Type this in a Colab cell and run it with Shift + Enter:

print("baseball data")

The output should show baseball data. Typing Shift + Enter runs the cell and moves to the next one. Use Ctrl + Enter to run a cell without moving to the next one.

Variables

Variables store data in Python. To create a variable, we give it a name and assign a value.

plate_appearances = 490

Here we create a variable and give it the integer value 490.

Use descriptive variable names with all lowercase letters. Separate words with an underscore. Once we assign a value, we can use the variable throughout our code:

print(plate_appearances)
on_base_percentage = 100 / plate_appearances
print(on_base_percentage)

Data Types

The data that goes into variables always has a data type associated with it. The most basic data types are integers (whole numbers), floats (decimal values), booleans (True or False), and strings (text).

It’s possible to define custom data types. We won’t do this much ourselves, but often we will use new data types defined by third-party code.

first_str = "This is a literal string."
second_str = "I added this at the end."

* * *

▶ [Problems to solve]:
A - In the Python basics tutorial, which key combination runs a Colab cell without moving to the next one?
B - Resume the Python basics tutorial after its last line and keep writing in the same style.

▶ [Stored data]:
* * *

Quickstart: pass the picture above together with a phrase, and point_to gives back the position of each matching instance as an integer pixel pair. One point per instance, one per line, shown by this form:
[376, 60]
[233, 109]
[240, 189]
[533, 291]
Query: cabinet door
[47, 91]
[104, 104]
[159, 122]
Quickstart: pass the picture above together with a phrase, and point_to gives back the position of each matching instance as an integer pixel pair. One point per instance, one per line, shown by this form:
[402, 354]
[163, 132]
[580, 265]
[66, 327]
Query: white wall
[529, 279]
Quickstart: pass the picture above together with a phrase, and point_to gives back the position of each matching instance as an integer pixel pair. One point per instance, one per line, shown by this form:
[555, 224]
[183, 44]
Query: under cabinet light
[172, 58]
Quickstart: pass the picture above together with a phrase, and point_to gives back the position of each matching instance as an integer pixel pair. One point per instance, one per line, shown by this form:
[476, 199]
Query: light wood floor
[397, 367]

* * *

▶ [Answers below]:
A - Ctrl + Enter

B -
print(first_str + " " + second_str)
strikeout_rate = 0.14
is_left_handed = True

String Formatting

We often want to print out messages that include both text and variable values. We use “f-strings” to format this output.

name = "Matthew"
homeruns = 21

print(f"{name} hit {homeruns} HR.")

Notice the first quotation mark as f in front of it!

We can also control how values are formatted by putting a format specifier after a colon inside the curly braces. We could print just the first three decimal places:

accuracy = 36 / 47

print(f"acc = {accuracy:.3f}")

We could print an integer with three leading zeros:

value = 42

print(f"without format spec: {value}")
print(f"with format spec: {value:03d}")

Lists, Tuples, and Dictionaries

Sometimes we have a collection of data. The most common collections are lists and dictionaries. Lists store an ordered sequence of values.

outcomes = ["strikeout", "walk", "flyout"]
outcomes.append("strikeout")
print(outcomes)
outcomes.remove("walk")
print(outcomes)

To access parts of a list, we index it. We can index with a single value, a range (slice), or negative values. Positive indices reference values starting at the beginning of the list. Negative indices reference from the end of the list. The first item has index of 0 not 1!

print(outcomes[0])
print(outcomes[-1])
print(outcomes[1:3])
print(outcomes[1:-1])

A “tuple” is an immutable list. Once we create it, we can’t add or remove values. To create a literal tuple, we can use () instead of [] around the items:

outcomes_tuple = ("strikeout", "walk", "flyout")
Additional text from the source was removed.